GETOONDE TEKST>
=====

5.2 Inhoudelijke beoordeling
Het college wijst er allereerst op, dat het bij de tuchtrechtelijke toetsing van professioneel handelen er niet om gaat of dat handelen beter had gekund, maar om het geven van een antwoord op de vraag of de beroepsbeoefenaar bij het beroepsmatig handelen is gebleven binnen de grenzen van een redelijk bekwame beroepsuitoefening, rekening houdend met de stand van de wetenschap ten tijde van het klachtwaardig geachte handelen en met hetgeen toen in de beroepsgroep ter zake als norm of standaard was aanvaard.

=====

Citeer uit de getoonde tekst het stuk dat begint bij "5.2 Inhoudelijke beoordeling" en doorloopt tot en met "standaard was aanvaard.". De gegevens hieronder komen uit een andere bron.

=====

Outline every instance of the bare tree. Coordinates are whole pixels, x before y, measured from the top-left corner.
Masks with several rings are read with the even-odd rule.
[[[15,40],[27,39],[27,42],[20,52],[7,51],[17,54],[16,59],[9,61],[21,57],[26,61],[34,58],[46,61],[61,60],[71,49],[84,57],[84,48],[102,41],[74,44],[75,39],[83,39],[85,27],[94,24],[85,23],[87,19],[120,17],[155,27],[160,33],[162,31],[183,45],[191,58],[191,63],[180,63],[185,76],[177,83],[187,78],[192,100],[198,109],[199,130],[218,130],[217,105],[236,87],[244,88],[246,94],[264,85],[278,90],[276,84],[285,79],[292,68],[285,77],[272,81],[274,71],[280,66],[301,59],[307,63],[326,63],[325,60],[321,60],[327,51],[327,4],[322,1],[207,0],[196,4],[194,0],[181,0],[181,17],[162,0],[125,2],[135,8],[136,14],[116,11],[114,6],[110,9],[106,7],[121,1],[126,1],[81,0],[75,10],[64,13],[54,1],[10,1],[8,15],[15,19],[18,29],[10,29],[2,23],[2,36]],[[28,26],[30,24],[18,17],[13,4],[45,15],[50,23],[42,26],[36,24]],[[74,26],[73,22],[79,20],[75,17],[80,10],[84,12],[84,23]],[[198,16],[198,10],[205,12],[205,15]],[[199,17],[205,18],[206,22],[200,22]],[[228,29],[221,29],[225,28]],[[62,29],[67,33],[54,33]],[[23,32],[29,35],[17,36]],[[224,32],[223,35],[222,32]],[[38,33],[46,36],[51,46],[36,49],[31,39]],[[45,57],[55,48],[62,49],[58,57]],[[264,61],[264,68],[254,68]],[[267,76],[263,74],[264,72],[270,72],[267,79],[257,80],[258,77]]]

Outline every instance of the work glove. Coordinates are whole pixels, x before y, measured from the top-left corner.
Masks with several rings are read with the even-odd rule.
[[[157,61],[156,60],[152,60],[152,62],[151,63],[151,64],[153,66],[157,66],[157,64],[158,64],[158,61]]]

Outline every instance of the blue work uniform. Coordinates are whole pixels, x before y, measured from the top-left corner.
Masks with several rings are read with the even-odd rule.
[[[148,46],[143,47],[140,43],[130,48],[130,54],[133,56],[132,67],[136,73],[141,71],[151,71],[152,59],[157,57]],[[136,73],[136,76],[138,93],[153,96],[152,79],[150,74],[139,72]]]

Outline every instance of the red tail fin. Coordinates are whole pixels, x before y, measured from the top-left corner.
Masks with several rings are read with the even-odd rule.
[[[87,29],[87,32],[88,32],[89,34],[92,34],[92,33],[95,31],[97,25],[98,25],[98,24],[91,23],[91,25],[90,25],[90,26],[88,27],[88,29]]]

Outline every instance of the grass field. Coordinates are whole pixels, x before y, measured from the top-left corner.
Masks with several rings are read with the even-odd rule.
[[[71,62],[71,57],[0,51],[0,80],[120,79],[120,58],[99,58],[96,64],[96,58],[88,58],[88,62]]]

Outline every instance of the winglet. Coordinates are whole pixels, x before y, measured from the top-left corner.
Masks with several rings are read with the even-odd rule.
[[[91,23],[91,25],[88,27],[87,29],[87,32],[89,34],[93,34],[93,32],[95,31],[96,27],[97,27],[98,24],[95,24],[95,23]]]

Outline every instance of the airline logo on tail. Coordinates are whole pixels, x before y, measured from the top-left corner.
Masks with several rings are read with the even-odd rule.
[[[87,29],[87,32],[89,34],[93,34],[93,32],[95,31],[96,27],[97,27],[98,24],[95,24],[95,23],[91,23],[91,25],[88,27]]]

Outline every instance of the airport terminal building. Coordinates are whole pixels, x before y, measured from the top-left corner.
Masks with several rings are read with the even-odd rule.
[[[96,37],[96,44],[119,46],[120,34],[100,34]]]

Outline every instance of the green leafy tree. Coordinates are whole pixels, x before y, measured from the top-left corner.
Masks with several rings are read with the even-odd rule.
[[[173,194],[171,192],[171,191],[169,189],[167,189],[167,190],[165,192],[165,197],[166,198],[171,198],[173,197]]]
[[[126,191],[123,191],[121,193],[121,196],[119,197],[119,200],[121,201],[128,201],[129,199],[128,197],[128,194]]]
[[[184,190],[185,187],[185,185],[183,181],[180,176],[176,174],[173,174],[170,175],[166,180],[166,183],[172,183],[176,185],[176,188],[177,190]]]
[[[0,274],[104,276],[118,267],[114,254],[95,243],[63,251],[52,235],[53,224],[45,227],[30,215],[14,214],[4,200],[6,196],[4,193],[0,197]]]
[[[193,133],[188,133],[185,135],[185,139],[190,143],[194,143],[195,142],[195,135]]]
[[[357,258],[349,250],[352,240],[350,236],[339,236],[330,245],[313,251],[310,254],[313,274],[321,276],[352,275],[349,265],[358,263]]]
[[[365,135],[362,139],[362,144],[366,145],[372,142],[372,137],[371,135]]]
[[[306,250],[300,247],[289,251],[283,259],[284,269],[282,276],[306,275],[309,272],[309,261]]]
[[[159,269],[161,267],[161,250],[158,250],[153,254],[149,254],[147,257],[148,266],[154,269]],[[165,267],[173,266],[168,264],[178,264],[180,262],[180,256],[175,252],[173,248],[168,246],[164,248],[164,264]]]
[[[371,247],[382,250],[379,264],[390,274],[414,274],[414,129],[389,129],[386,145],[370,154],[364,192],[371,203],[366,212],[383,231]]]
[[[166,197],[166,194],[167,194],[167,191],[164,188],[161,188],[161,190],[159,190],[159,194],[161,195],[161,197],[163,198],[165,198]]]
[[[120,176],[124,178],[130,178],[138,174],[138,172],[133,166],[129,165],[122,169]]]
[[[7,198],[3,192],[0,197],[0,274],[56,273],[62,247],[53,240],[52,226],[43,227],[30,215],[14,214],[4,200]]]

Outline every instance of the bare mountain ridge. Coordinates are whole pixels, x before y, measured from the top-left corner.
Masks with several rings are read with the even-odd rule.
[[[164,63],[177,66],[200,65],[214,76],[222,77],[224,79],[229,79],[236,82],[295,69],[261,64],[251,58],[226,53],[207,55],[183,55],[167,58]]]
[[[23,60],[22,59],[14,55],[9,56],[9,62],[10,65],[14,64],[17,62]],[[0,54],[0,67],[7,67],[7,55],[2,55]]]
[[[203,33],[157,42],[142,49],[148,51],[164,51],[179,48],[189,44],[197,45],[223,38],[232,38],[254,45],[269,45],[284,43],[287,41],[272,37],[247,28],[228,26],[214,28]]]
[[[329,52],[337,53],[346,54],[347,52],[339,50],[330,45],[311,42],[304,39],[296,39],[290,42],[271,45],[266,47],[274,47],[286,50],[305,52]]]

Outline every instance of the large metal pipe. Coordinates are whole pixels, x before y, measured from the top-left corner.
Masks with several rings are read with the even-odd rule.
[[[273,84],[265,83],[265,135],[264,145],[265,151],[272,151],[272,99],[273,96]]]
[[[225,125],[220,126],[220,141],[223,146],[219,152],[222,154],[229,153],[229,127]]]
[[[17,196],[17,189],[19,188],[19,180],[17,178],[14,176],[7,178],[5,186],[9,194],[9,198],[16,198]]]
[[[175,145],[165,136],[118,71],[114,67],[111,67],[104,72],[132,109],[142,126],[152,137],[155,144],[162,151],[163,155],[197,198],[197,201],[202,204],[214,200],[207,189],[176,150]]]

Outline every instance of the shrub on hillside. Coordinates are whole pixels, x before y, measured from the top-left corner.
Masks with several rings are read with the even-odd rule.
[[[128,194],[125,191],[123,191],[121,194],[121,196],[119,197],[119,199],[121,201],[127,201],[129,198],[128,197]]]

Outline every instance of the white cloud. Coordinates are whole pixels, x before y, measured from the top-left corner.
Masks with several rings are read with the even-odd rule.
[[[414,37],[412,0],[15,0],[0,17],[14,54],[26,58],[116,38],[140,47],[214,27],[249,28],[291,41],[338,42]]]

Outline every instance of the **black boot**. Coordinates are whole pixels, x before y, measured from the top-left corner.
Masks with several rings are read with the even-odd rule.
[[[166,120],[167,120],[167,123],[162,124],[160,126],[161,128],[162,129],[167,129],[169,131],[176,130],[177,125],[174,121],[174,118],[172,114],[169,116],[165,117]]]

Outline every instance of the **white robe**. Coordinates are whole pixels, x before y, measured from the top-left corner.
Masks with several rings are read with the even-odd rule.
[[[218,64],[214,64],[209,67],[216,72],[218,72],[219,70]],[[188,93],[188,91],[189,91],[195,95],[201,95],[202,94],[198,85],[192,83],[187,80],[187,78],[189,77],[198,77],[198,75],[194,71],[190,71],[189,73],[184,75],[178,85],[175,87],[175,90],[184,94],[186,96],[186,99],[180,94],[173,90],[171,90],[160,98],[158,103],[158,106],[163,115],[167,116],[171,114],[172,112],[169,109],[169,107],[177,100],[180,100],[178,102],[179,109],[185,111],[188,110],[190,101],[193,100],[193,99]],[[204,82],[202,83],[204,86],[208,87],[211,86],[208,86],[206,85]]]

=====

ANTWOORD>
5.2 Inhoudelijke beoordeling
Het college wijst er allereerst op, dat het bij de tuchtrechtelijke toetsing van professioneel handelen er niet om gaat of dat handelen beter had gekund, maar om het geven van een antwoord op de vraag of de beroepsbeoefenaar bij het beroepsmatig handelen is gebleven binnen de grenzen van een redelijk bekwame beroepsuitoefening, rekening houdend met de stand van de wetenschap ten tijde van het klachtwaardig geachte handelen en met hetgeen toen in de beroepsgroep ter zake als norm of standaard was aanvaard.